◆ **Exercise**:
Copy the line containing "Reviewer note: confirm one keypoint per instance of the boy's", then all lines after it up to and including the final line of the material, exactly and without additions.

§ §

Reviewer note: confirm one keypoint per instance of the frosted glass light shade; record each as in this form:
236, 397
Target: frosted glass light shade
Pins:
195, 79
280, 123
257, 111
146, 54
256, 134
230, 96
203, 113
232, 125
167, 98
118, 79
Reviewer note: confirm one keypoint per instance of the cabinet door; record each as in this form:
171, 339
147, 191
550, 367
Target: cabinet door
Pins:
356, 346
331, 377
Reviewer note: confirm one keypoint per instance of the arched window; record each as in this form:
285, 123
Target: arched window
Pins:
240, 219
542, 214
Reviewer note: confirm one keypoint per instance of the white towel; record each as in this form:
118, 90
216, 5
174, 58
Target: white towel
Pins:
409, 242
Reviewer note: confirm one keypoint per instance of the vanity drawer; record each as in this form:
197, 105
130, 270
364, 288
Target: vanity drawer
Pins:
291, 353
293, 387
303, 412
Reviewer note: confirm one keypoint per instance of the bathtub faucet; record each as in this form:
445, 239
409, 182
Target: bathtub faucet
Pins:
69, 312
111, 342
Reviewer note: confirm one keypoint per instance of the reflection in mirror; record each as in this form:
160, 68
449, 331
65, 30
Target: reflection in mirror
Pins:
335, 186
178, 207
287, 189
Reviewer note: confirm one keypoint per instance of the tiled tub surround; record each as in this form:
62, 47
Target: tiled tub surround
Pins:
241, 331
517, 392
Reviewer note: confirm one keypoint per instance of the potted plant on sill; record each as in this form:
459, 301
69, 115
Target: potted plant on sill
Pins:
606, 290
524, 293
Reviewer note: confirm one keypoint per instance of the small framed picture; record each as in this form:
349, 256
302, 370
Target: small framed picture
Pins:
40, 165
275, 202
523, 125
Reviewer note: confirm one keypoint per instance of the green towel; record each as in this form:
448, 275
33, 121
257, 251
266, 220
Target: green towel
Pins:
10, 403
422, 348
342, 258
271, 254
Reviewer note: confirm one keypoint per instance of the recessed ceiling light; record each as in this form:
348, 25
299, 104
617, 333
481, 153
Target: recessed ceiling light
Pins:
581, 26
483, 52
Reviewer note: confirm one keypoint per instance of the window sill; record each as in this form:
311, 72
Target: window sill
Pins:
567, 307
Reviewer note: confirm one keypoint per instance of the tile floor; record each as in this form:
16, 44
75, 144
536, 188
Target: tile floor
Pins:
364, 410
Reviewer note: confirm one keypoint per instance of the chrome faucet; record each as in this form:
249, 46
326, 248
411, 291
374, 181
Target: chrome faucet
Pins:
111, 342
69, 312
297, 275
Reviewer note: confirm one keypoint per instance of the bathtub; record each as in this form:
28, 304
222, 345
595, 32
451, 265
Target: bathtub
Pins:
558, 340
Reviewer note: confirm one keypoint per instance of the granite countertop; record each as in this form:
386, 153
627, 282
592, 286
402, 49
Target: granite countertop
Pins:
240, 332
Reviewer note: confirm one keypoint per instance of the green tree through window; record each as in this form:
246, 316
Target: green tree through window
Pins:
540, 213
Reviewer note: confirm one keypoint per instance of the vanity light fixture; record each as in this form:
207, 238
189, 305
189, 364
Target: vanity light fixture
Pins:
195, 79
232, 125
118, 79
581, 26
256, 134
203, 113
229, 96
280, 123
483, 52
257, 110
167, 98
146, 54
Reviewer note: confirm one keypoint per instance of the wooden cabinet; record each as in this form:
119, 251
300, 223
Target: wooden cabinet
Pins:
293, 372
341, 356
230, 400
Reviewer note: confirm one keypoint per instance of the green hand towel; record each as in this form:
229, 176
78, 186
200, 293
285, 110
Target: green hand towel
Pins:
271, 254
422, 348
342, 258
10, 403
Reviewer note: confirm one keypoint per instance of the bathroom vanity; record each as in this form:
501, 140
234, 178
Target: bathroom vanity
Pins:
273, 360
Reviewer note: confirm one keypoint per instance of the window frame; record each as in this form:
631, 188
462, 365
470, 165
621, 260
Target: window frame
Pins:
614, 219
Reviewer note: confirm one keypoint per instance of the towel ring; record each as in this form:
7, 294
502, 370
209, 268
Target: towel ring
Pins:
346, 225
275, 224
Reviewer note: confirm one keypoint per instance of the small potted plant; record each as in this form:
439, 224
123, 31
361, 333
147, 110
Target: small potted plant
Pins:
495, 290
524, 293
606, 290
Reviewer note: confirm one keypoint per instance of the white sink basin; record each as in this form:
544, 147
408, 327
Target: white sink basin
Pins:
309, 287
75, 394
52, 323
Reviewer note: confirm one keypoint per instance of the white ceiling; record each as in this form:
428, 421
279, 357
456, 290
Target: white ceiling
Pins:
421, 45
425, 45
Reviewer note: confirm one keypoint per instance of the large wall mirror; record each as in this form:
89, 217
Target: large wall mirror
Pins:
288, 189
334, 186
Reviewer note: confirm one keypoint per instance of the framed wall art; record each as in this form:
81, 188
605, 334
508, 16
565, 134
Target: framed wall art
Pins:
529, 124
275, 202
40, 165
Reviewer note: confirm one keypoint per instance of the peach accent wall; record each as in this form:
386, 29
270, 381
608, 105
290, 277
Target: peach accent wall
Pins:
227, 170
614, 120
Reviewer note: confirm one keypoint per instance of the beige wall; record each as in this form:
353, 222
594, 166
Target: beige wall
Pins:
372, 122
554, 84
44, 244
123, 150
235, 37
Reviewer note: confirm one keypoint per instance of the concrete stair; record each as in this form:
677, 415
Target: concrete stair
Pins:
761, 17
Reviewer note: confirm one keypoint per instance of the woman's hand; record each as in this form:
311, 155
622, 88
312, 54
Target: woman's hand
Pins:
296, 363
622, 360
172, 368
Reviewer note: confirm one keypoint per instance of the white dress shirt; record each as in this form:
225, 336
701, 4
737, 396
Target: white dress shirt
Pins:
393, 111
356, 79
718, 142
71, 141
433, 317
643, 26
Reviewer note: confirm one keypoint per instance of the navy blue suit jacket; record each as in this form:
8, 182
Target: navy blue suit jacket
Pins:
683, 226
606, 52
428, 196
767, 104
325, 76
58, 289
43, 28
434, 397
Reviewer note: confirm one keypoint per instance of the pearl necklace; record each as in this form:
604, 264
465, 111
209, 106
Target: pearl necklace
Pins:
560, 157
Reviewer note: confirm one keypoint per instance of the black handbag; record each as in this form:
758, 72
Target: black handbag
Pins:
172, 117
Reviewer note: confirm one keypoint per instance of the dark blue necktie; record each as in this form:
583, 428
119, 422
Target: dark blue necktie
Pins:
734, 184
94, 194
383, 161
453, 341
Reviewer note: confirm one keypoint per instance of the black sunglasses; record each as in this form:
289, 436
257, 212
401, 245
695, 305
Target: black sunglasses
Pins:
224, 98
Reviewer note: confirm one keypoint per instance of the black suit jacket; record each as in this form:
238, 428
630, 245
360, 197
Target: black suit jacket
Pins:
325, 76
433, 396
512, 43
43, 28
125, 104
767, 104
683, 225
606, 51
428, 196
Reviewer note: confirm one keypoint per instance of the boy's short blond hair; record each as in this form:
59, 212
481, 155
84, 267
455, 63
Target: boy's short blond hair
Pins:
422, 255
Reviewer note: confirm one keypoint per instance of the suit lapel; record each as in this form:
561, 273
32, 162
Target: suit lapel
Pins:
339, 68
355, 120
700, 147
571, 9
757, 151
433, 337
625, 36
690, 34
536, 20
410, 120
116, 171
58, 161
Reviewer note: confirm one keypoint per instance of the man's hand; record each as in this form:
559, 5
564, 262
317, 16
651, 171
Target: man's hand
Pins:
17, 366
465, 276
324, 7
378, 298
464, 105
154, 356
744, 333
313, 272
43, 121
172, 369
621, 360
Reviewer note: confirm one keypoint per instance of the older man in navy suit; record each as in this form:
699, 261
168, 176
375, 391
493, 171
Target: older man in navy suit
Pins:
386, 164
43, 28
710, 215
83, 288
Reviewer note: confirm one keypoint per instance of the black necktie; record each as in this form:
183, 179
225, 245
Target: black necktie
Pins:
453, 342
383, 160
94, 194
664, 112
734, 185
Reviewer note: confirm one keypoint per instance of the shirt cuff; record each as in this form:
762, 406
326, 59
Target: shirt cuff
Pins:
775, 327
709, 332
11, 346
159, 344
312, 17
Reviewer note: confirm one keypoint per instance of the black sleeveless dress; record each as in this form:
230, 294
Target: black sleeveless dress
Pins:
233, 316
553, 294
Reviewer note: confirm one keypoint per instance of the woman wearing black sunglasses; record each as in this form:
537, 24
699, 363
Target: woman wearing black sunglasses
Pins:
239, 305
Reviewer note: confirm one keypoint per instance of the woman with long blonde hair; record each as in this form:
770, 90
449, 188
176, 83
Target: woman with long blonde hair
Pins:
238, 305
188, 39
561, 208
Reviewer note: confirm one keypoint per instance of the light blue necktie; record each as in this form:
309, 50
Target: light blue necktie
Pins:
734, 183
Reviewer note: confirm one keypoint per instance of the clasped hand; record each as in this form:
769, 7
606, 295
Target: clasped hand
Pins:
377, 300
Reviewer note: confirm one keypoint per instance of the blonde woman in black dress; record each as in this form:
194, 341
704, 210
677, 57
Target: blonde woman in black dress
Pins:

§ §

◆ **Expected output**:
Reviewer note: confirm one keypoint per instance of the boy's short blond hair; record each as in this form:
59, 212
481, 155
84, 267
455, 63
Target: boy's short blond hair
Pins:
422, 255
Reviewer note: confirm one keypoint per instance of the suit lapel; record each as in this form:
561, 273
32, 162
Target: suit lapel
Pins:
339, 68
355, 120
700, 147
571, 9
757, 151
433, 337
625, 36
690, 34
536, 20
410, 120
116, 171
58, 161
Reviewer note: confirm one keypoint per instance of the man's hand; record each as in this form:
559, 5
564, 262
317, 16
651, 171
Target: man's hand
Pins:
17, 366
465, 276
324, 7
378, 298
464, 105
154, 356
744, 333
313, 272
43, 121
172, 369
621, 360
Reviewer note: confirm one keypoint per instance of the older man in navy suit; record each as in this form:
699, 261
168, 176
375, 391
493, 171
Target: older man in navy suit
Pins:
386, 164
43, 28
710, 215
83, 288
Reviewer note: confirm one keypoint per instance of the black necktie; record each as in this form:
183, 179
225, 245
Target: black necktie
Pins:
453, 342
383, 160
94, 194
664, 112
734, 185
Reviewer note: confirm one keypoint per instance of the shirt cuff; record each as in this form:
762, 406
326, 59
Target: shirt cuff
Pins:
775, 327
709, 332
11, 346
159, 344
312, 17
Reviewer note: confirm one keypoint per instance of the black sleeveless dress; record each as in this form:
230, 294
Target: black sleeveless dress
Pins:
233, 316
553, 294
Reviewer note: confirm one keypoint per instance of the woman wearing black sunglasses; record each as in this form:
537, 24
699, 363
Target: woman wearing black sunglasses
Pins:
239, 305
Reviewer note: confirm one keypoint per instance of the woman with long blonde hair; record each as in this form:
770, 90
449, 188
176, 83
Target: woman with long blonde hair
Pins:
238, 305
188, 39
561, 208
Reviewer note: confirm one keypoint per instance of the light blue necktie; record each as in this form:
309, 50
Target: light blue necktie
Pins:
734, 183
Reviewer note: confirm one keypoint per instance of the clasped hand; record each as in this form:
769, 7
606, 295
Target: clasped hand
Pins:
377, 300
Reviewer note: confirm one keypoint per instance of the blonde woman in black dress; record each as in this form:
194, 341
704, 210
677, 57
Target: blonde woman in black dress
Pins:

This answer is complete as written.